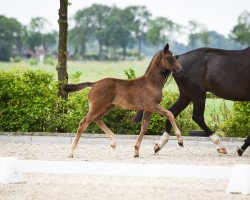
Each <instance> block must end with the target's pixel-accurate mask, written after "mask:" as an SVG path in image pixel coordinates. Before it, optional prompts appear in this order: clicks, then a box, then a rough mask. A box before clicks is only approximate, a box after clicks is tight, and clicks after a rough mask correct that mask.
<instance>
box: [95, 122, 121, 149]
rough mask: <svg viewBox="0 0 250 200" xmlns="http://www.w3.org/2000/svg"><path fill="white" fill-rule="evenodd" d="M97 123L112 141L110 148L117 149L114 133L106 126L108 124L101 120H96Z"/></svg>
mask: <svg viewBox="0 0 250 200" xmlns="http://www.w3.org/2000/svg"><path fill="white" fill-rule="evenodd" d="M95 123H96V124H97V125H98V126H99V127H100V128H101V129H102V130H103V131H104V133H106V135H107V136H108V138H109V139H110V140H111V144H110V146H111V147H112V148H114V149H115V147H116V142H115V138H114V133H113V132H112V131H111V130H110V129H109V128H108V127H107V126H106V124H105V123H104V122H103V121H102V120H101V119H97V120H95Z"/></svg>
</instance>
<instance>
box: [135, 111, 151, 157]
mask: <svg viewBox="0 0 250 200" xmlns="http://www.w3.org/2000/svg"><path fill="white" fill-rule="evenodd" d="M151 114H152V113H151V112H148V111H144V114H143V118H142V122H141V131H140V134H139V136H138V138H137V140H136V143H135V155H134V157H139V149H140V146H141V141H142V138H143V136H144V134H145V133H146V131H147V130H148V125H149V122H150V117H151Z"/></svg>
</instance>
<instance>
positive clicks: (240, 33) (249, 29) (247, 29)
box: [231, 11, 250, 45]
mask: <svg viewBox="0 0 250 200" xmlns="http://www.w3.org/2000/svg"><path fill="white" fill-rule="evenodd" d="M231 37H232V38H233V39H235V40H236V41H238V42H240V43H241V44H243V45H250V12H248V11H243V12H242V13H241V14H240V16H239V17H238V24H237V25H235V26H234V27H233V30H232V31H231Z"/></svg>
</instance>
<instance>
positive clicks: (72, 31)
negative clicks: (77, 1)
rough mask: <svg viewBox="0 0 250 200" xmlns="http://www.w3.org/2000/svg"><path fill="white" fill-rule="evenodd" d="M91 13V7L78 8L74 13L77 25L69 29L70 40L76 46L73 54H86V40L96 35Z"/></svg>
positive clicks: (69, 35) (91, 13) (74, 54)
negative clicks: (93, 25) (94, 34)
mask: <svg viewBox="0 0 250 200" xmlns="http://www.w3.org/2000/svg"><path fill="white" fill-rule="evenodd" d="M91 15H92V11H91V9H90V8H84V9H82V10H78V11H77V12H76V14H75V15H74V21H75V26H74V27H73V28H72V29H71V30H70V31H69V42H70V44H72V45H73V48H74V53H73V56H76V54H77V53H79V54H80V56H82V57H84V56H85V53H86V42H87V40H88V39H89V38H90V36H91V35H94V28H93V27H92V25H93V23H92V19H91ZM99 54H100V52H99Z"/></svg>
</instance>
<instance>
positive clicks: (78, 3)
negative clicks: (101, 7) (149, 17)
mask: <svg viewBox="0 0 250 200" xmlns="http://www.w3.org/2000/svg"><path fill="white" fill-rule="evenodd" d="M59 2H60V1H59V0H0V15H6V16H7V17H15V18H17V19H18V20H19V21H20V22H21V23H23V24H25V25H27V24H28V23H29V21H30V19H31V18H32V17H36V16H42V17H44V18H46V19H48V21H49V22H50V23H51V29H55V30H57V29H58V24H57V19H58V9H59ZM70 2H71V3H72V5H71V6H70V7H69V9H68V16H69V17H72V16H73V15H74V13H75V12H76V11H77V10H78V9H82V8H85V7H89V6H91V5H92V4H93V3H98V4H105V5H108V6H112V5H116V6H117V7H120V8H125V7H127V6H130V5H144V6H146V7H147V9H148V10H149V11H150V12H151V13H152V15H153V17H158V16H163V17H167V18H169V19H171V20H172V21H174V22H176V23H179V24H181V25H187V22H188V21H189V20H196V21H198V22H200V23H202V24H204V25H205V26H206V27H207V28H208V30H214V31H217V32H218V33H221V34H223V35H225V36H227V35H228V34H229V33H230V31H231V30H232V27H233V26H234V25H236V24H237V18H238V16H239V15H240V13H241V12H242V11H243V10H247V11H250V0H144V1H143V0H134V1H132V0H98V1H93V0H70Z"/></svg>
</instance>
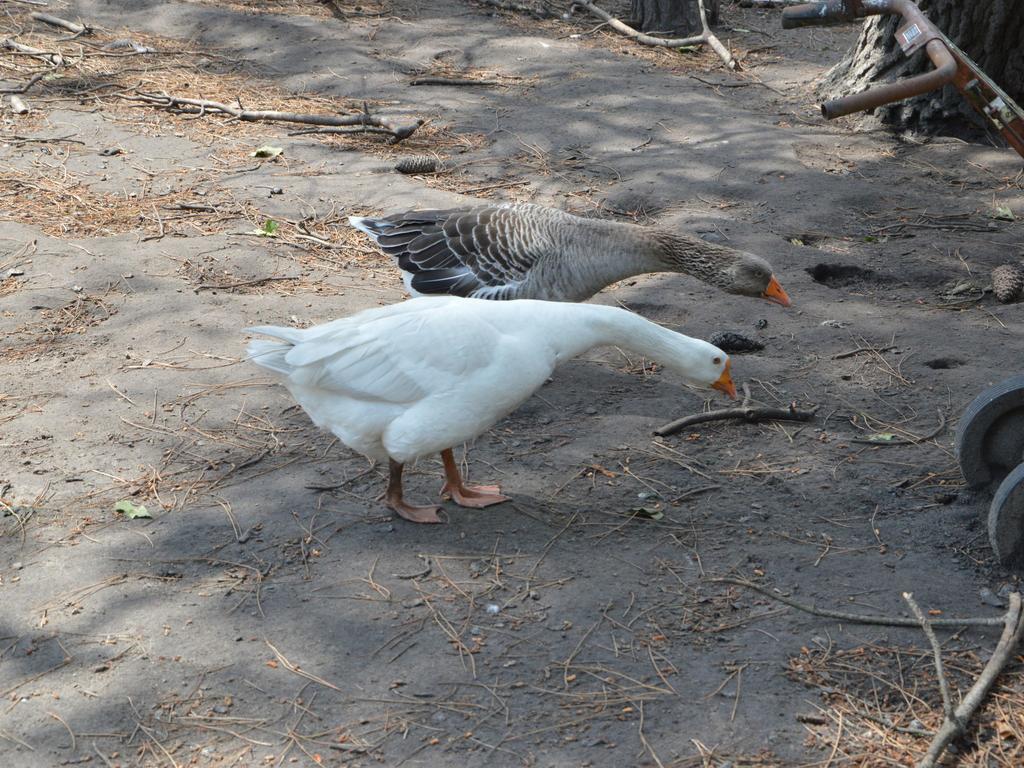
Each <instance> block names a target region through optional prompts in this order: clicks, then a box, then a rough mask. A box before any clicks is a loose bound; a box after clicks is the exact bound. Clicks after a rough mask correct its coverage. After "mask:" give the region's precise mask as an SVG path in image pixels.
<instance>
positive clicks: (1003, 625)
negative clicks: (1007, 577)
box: [918, 592, 1024, 768]
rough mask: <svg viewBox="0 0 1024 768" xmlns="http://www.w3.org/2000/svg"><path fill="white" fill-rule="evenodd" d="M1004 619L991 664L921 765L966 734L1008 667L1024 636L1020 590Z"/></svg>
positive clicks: (922, 762) (928, 752) (969, 692)
mask: <svg viewBox="0 0 1024 768" xmlns="http://www.w3.org/2000/svg"><path fill="white" fill-rule="evenodd" d="M1001 621H1002V636H1001V637H1000V638H999V642H998V644H997V645H996V646H995V650H993V651H992V655H991V657H990V658H989V659H988V664H986V665H985V669H983V670H982V671H981V675H979V676H978V679H977V680H976V681H975V683H974V685H972V686H971V690H969V691H968V692H967V695H966V696H964V700H963V701H961V705H959V707H957V708H956V710H955V712H953V714H952V717H950V716H949V715H948V714H947V715H946V718H945V720H944V721H943V722H942V727H940V728H939V731H938V733H936V734H935V738H934V739H932V743H931V745H930V746H929V748H928V754H927V755H925V757H924V758H923V759H922V760H921V762H920V763H918V768H933V766H935V764H936V762H937V761H938V760H939V758H941V757H942V754H943V753H944V752H945V751H946V748H947V746H948V745H949V742H950V741H952V740H953V739H954V738H956V737H957V736H961V735H963V734H964V732H965V731H966V730H967V724H968V722H969V721H970V720H971V718H972V717H973V716H974V714H975V712H977V710H978V708H979V707H981V703H982V701H983V700H984V698H985V696H986V695H987V693H988V690H989V688H991V687H992V684H993V683H994V682H995V679H996V678H997V677H998V676H999V673H1000V672H1002V668H1004V667H1006V666H1007V663H1008V662H1009V660H1010V659H1011V658H1012V657H1013V655H1014V652H1015V651H1016V650H1017V646H1018V645H1020V642H1021V637H1022V636H1024V613H1022V612H1021V595H1020V593H1019V592H1011V593H1010V608H1009V609H1008V610H1007V612H1006V614H1005V615H1004V616H1002V620H1001ZM929 624H935V622H929Z"/></svg>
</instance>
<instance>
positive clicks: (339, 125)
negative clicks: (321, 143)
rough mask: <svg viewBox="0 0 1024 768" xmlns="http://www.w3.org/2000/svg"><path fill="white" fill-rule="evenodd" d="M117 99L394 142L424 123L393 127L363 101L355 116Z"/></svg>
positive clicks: (187, 100)
mask: <svg viewBox="0 0 1024 768" xmlns="http://www.w3.org/2000/svg"><path fill="white" fill-rule="evenodd" d="M118 95H119V97H120V98H123V99H126V100H128V101H139V102H142V103H144V104H148V105H153V106H160V108H163V109H166V110H174V111H175V112H179V113H184V114H186V115H198V116H201V117H202V116H204V115H206V114H207V113H215V114H222V115H227V116H229V117H230V118H232V119H234V120H241V121H243V122H247V123H257V122H276V123H301V124H303V125H315V126H327V127H328V128H329V129H330V128H338V127H343V126H344V127H354V126H359V128H357V129H355V131H344V132H358V131H359V130H362V131H367V132H371V133H387V134H389V135H390V136H391V137H392V140H393V141H394V142H398V141H401V140H402V139H406V138H409V137H410V136H412V135H413V133H415V132H416V130H417V129H418V128H419V127H420V126H421V125H423V124H424V122H426V121H424V120H417V121H416V122H415V123H413V124H411V125H407V126H396V125H394V124H392V123H390V122H388V121H386V120H383V119H382V118H378V117H374V116H373V115H371V114H370V110H369V108H368V106H367V105H366V104H364V106H362V112H360V113H359V114H358V115H345V116H338V115H302V114H298V113H294V112H276V111H272V110H244V109H242V108H241V106H231V105H230V104H225V103H221V102H220V101H211V100H209V99H206V98H186V97H183V96H172V95H169V94H167V93H146V92H144V91H135V92H134V93H121V94H118ZM318 132H322V133H327V132H338V133H340V132H343V131H333V130H321V131H318Z"/></svg>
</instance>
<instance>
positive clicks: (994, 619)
mask: <svg viewBox="0 0 1024 768" xmlns="http://www.w3.org/2000/svg"><path fill="white" fill-rule="evenodd" d="M705 581H707V582H710V583H711V584H734V585H736V586H737V587H743V588H744V589H749V590H753V591H754V592H758V593H760V594H762V595H764V596H765V597H770V598H771V599H772V600H777V601H778V602H780V603H782V604H784V605H788V606H790V607H791V608H796V609H797V610H802V611H804V612H805V613H810V614H811V615H814V616H821V617H822V618H837V620H839V621H841V622H850V623H852V624H869V625H874V626H876V627H921V624H920V623H919V622H918V620H916V618H902V617H894V616H874V615H870V614H867V613H847V612H846V611H844V610H831V609H829V608H818V607H816V606H814V605H809V604H808V603H802V602H799V601H797V600H794V599H793V598H792V597H785V596H783V595H779V594H777V593H775V592H772V591H771V590H769V589H766V588H764V587H762V586H761V585H760V584H755V583H754V582H748V581H746V580H744V579H733V578H732V577H716V578H711V579H706V580H705ZM928 623H929V624H930V625H932V626H933V627H998V626H1000V625H1004V624H1006V617H1005V616H994V617H990V618H977V617H974V618H949V617H945V618H929V620H928Z"/></svg>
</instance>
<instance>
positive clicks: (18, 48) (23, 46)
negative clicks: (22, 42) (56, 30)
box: [0, 37, 65, 67]
mask: <svg viewBox="0 0 1024 768" xmlns="http://www.w3.org/2000/svg"><path fill="white" fill-rule="evenodd" d="M0 48H5V49H6V50H11V51H14V52H15V53H25V54H26V55H28V56H32V57H33V58H41V59H42V60H43V61H46V62H47V63H49V65H53V66H54V67H61V66H63V63H65V59H63V56H61V55H60V54H59V53H47V52H46V51H44V50H42V49H41V48H33V47H32V46H31V45H23V44H22V43H19V42H17V41H16V40H12V39H10V38H9V37H8V38H4V40H3V41H2V42H0Z"/></svg>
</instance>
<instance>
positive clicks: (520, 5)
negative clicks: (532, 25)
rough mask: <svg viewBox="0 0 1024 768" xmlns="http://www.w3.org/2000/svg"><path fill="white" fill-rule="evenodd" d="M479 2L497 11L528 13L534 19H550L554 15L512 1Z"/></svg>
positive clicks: (549, 13) (544, 10)
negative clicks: (508, 10)
mask: <svg viewBox="0 0 1024 768" xmlns="http://www.w3.org/2000/svg"><path fill="white" fill-rule="evenodd" d="M480 2H481V3H483V4H484V5H489V6H490V7H492V8H498V9H499V10H514V11H518V12H519V13H528V14H529V15H531V16H534V18H551V17H552V16H554V15H555V14H554V13H553V12H552V11H550V10H548V9H547V8H535V7H532V6H530V5H524V4H523V3H517V2H514V1H513V0H480Z"/></svg>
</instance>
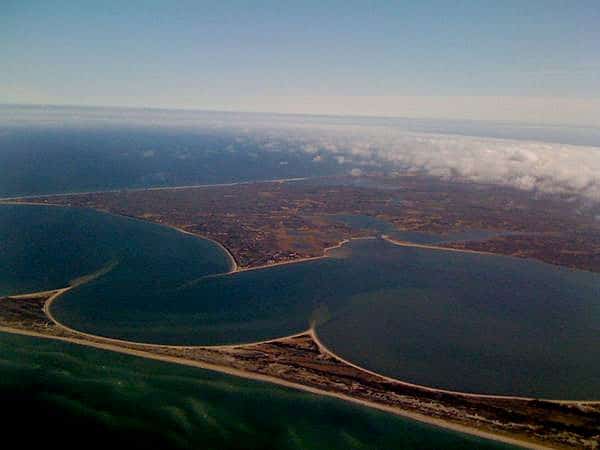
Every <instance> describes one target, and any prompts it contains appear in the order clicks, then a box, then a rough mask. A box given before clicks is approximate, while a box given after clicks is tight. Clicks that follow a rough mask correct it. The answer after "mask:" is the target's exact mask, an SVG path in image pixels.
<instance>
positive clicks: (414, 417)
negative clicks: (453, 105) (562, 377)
mask: <svg viewBox="0 0 600 450" xmlns="http://www.w3.org/2000/svg"><path fill="white" fill-rule="evenodd" d="M15 204H17V205H24V204H28V203H25V202H15ZM30 204H34V205H42V206H60V207H69V206H68V205H52V204H45V203H30ZM102 212H104V211H102ZM109 214H113V213H109ZM113 215H118V214H113ZM132 219H134V220H141V221H145V220H144V219H139V218H132ZM146 222H147V221H146ZM157 225H161V224H157ZM163 225H164V224H163ZM164 226H167V227H170V228H174V229H176V230H178V231H180V232H182V233H185V234H188V235H191V236H194V237H199V238H202V239H207V240H209V241H211V242H214V243H216V244H217V245H219V246H220V247H221V248H222V249H224V250H225V251H226V253H227V254H228V255H229V257H230V258H231V261H232V263H235V259H234V258H233V256H232V255H231V252H229V250H228V249H226V248H225V247H224V246H223V245H222V244H221V243H219V242H218V241H215V240H213V239H210V238H206V237H204V236H201V235H198V234H195V233H192V232H188V231H186V230H183V229H180V228H177V227H175V226H171V225H164ZM376 238H377V237H373V236H367V237H357V238H350V239H343V240H341V241H340V242H338V244H336V245H333V246H330V247H327V248H325V249H324V250H323V255H321V256H316V257H309V258H302V259H295V260H289V261H282V262H280V263H274V264H267V265H263V266H256V267H249V268H239V267H238V266H237V264H235V266H234V267H232V269H231V270H230V271H229V272H223V273H222V274H218V275H228V274H234V273H236V272H238V271H239V272H242V271H249V270H257V269H265V268H269V267H275V266H277V265H286V264H293V263H300V262H305V261H310V260H317V259H323V258H327V257H328V256H327V253H328V252H329V251H330V250H333V249H336V248H341V247H343V246H344V245H345V244H347V243H348V242H350V241H352V240H355V239H376ZM381 238H382V239H385V240H387V241H388V242H390V243H391V244H393V245H399V246H404V247H416V248H425V249H430V250H438V251H453V252H458V253H475V254H484V255H493V256H499V255H497V254H495V253H488V252H480V251H473V250H465V249H454V248H446V247H438V246H435V245H426V244H415V243H411V242H403V241H396V240H394V239H391V238H389V236H386V235H382V236H381ZM232 266H233V264H232ZM104 270H106V268H104ZM102 271H103V269H100V271H97V272H96V274H98V275H101V274H102V273H104V272H102ZM93 276H94V274H92V275H90V276H87V277H82V278H81V279H80V281H79V280H76V281H74V282H73V284H72V285H70V286H67V287H64V288H60V289H56V290H49V291H41V292H36V293H30V294H18V295H11V296H8V297H11V298H25V297H28V298H34V297H35V296H36V295H37V297H38V298H39V297H43V296H44V295H46V294H51V296H50V298H48V300H47V302H46V303H45V304H44V308H43V310H44V312H45V313H46V315H47V317H48V318H49V319H50V320H51V321H52V322H53V323H54V324H55V325H56V326H57V327H59V328H60V329H61V330H64V331H67V332H69V333H72V334H74V335H76V336H75V337H68V336H52V335H46V334H42V333H37V332H35V331H31V332H30V331H28V330H19V329H15V328H10V327H2V326H0V331H5V332H12V333H16V334H26V335H31V336H34V337H43V338H48V339H57V340H62V341H66V342H71V343H73V344H77V345H87V346H90V347H96V348H99V349H104V350H109V351H115V352H120V353H127V354H131V355H133V356H138V357H145V358H148V359H155V360H161V361H165V362H171V363H177V364H182V365H188V366H193V367H198V368H202V369H208V370H213V371H218V372H222V373H225V374H229V375H234V376H239V377H243V378H249V379H254V380H258V381H264V382H270V383H274V384H278V385H281V386H286V387H290V388H294V389H299V390H303V391H306V392H311V393H314V394H318V395H325V396H329V397H336V398H339V399H342V400H345V401H351V402H353V403H358V404H362V405H364V406H368V407H372V408H375V409H379V410H382V411H386V412H390V413H393V414H396V415H400V416H404V417H407V418H410V419H413V420H418V421H421V422H425V423H429V424H431V425H435V426H439V427H441V428H446V429H451V430H455V431H459V432H463V433H467V434H471V435H476V436H479V437H483V438H488V439H493V440H497V441H502V442H506V443H510V444H514V445H519V446H525V447H527V448H549V447H546V446H543V445H539V444H537V443H536V442H528V441H523V440H522V439H519V438H515V437H511V433H510V432H506V433H505V434H503V433H502V432H501V431H500V432H499V433H495V432H488V431H485V430H482V429H480V428H477V427H475V426H474V427H470V426H468V425H462V424H458V423H454V422H452V421H449V420H444V419H439V418H436V417H430V416H428V415H425V414H419V413H418V412H413V411H410V410H404V409H401V408H398V407H394V406H389V405H386V404H382V403H378V402H377V401H370V400H365V399H363V398H357V397H354V396H352V395H346V394H343V393H339V392H334V391H329V390H327V389H320V388H319V387H315V386H310V385H305V384H301V383H298V382H293V381H288V380H286V379H283V378H279V377H275V376H270V375H266V374H263V373H257V372H253V371H248V370H242V369H239V368H234V367H230V366H227V365H221V364H212V363H210V362H203V361H198V360H192V359H186V358H184V357H177V356H168V355H165V354H162V355H161V354H156V353H153V352H150V351H145V350H143V349H135V348H131V347H130V348H125V347H123V345H129V346H132V345H135V346H144V347H148V348H151V347H153V348H157V349H160V348H162V349H165V348H171V349H212V350H218V349H232V348H241V347H244V346H251V345H257V344H264V343H272V342H276V341H279V340H281V339H286V338H293V337H296V336H301V335H303V334H309V335H310V336H311V338H313V340H314V341H315V343H316V344H317V345H318V346H319V348H320V349H321V350H322V351H323V353H326V354H328V355H331V356H332V357H334V358H336V359H338V360H339V361H341V362H343V363H344V364H346V365H348V366H350V367H353V368H355V369H358V370H360V371H363V372H365V373H369V374H372V375H374V376H377V377H380V378H382V379H385V380H389V381H390V382H394V383H401V384H402V385H405V386H410V387H414V388H419V389H425V390H427V391H430V392H432V393H442V394H453V395H461V396H464V397H471V398H474V399H478V398H480V399H481V398H489V399H501V400H511V399H513V400H533V399H531V398H527V397H518V396H502V395H500V396H496V395H486V394H476V393H463V392H456V391H449V390H444V389H437V388H430V387H427V386H421V385H417V384H411V383H407V382H403V381H401V380H397V379H394V378H390V377H385V376H383V375H381V374H378V373H376V372H372V371H370V370H368V369H365V368H363V367H360V366H358V365H356V364H353V363H351V362H349V361H347V360H345V359H343V358H341V357H340V356H338V355H336V354H335V353H334V352H332V351H330V350H329V349H328V348H327V347H326V346H325V345H324V344H323V343H322V342H321V341H320V340H319V338H318V336H317V335H316V333H315V331H314V330H313V329H309V330H308V331H304V332H300V333H297V334H294V335H290V336H285V337H279V338H274V339H268V340H265V341H260V342H250V343H246V344H228V345H216V346H179V345H171V346H167V345H161V344H146V343H138V342H133V341H126V340H119V339H113V338H109V337H104V336H97V335H92V334H87V333H83V332H81V331H78V330H76V329H72V328H69V327H67V326H65V325H63V324H61V323H60V322H58V321H57V320H56V319H55V318H54V317H53V316H52V314H51V311H50V310H51V305H52V303H53V302H54V300H55V299H57V298H58V297H59V296H60V295H62V294H63V293H65V292H67V291H69V290H70V289H73V288H74V287H76V286H78V285H79V284H82V283H84V282H86V281H88V280H90V279H92V278H93ZM78 281H79V282H78ZM77 336H81V339H80V338H78V337H77ZM86 338H87V339H86ZM88 339H92V340H94V341H90V340H88ZM98 341H102V342H98ZM536 400H543V401H548V402H552V403H556V404H566V405H574V406H579V405H585V404H589V405H596V404H600V401H594V400H592V401H585V400H577V401H571V400H544V399H536ZM484 428H485V427H484ZM499 436H500V437H505V436H508V437H507V438H506V439H504V438H499Z"/></svg>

++++++++++

• REQUIREMENT
Find every line in the records above that contains the word "before" and copy each of those lines in full.

• RESULT FOR THIS TASK
Each <instance> block must end with the target's pixel-accurate mask, written after "mask:" as an SVG path in image pixel coordinates. Before it, optional prompts appear in this order: clicks, then a box, then a rough mask. A box before clicks is only approximate, a box after clicks is tight, and clicks after a rough mask correct that mask.
Each <instance> block names a target region through optional prompts in this order: clicks, then a box, then a rough mask. A box before any clicks is a loose bound; a box after clicks is the exact bound. Clicks after a rough mask correct its coverage. After "mask:" give the region's precise mask as an SVG path in image pixels.
Every <instance> describes one target, and any prompts it contains appear in the order clicks, then a box, then a rough mask. A box given before clicks is approximate, while a box given after clicks is tight. Clicks that follow a rough mask correct it. The answer after "mask:" is the target's exact mask, an SVG path in image pixels.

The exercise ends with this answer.